━━━ SUPPLIED MATERIAL ━━━

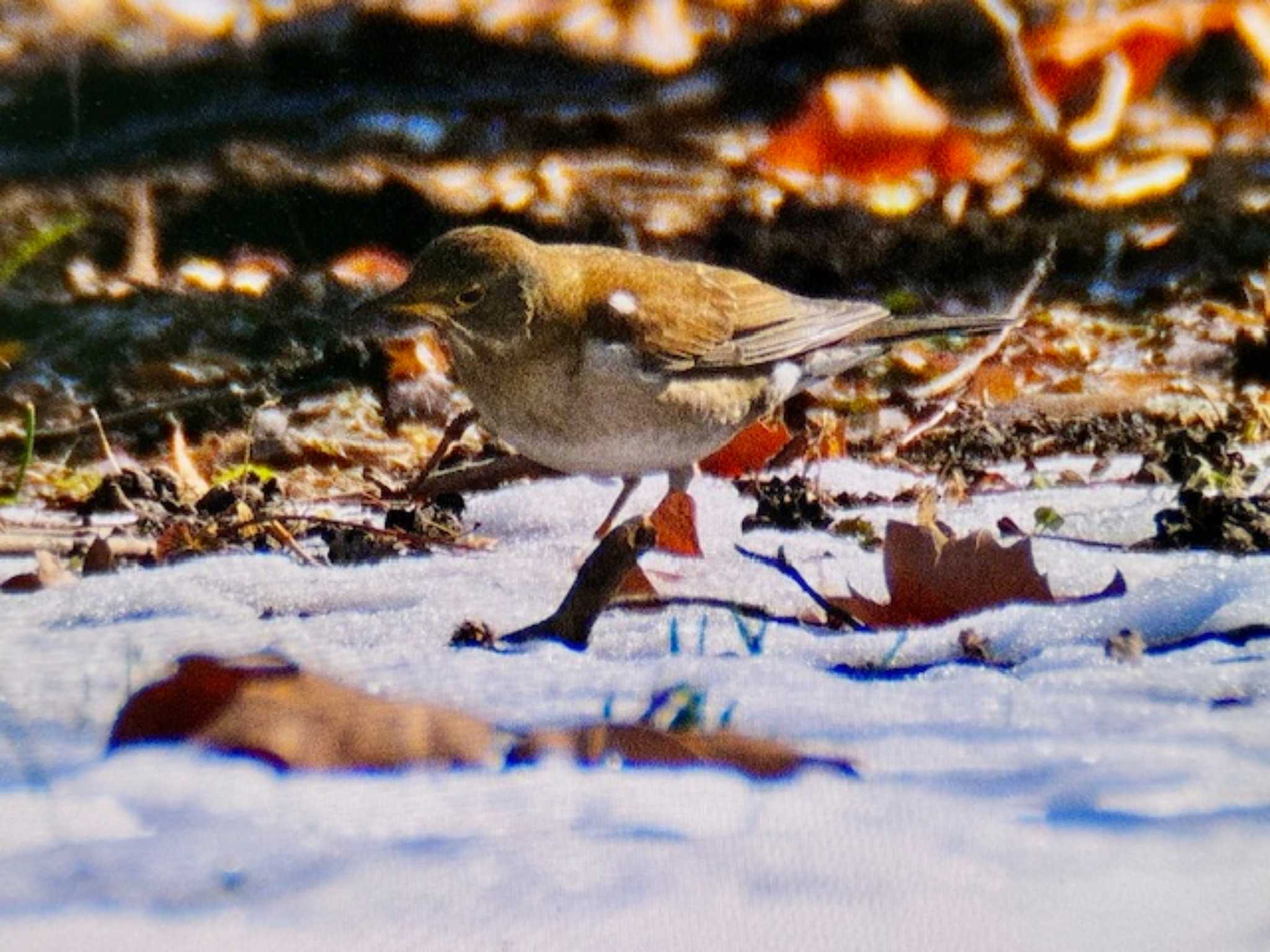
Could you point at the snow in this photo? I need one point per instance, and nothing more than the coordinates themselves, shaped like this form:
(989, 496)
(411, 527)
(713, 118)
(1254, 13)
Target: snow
(1067, 803)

━━━

**WRITTEN EXERCISE**
Copy out the lines above word for word, leaving out the pictures.

**FINISHED ANSWER**
Could you point at the snow in this photo? I need one point per instance, and nothing more than the coordinates themselves, shaped like this form:
(989, 496)
(411, 527)
(713, 118)
(1254, 13)
Target: snow
(1067, 803)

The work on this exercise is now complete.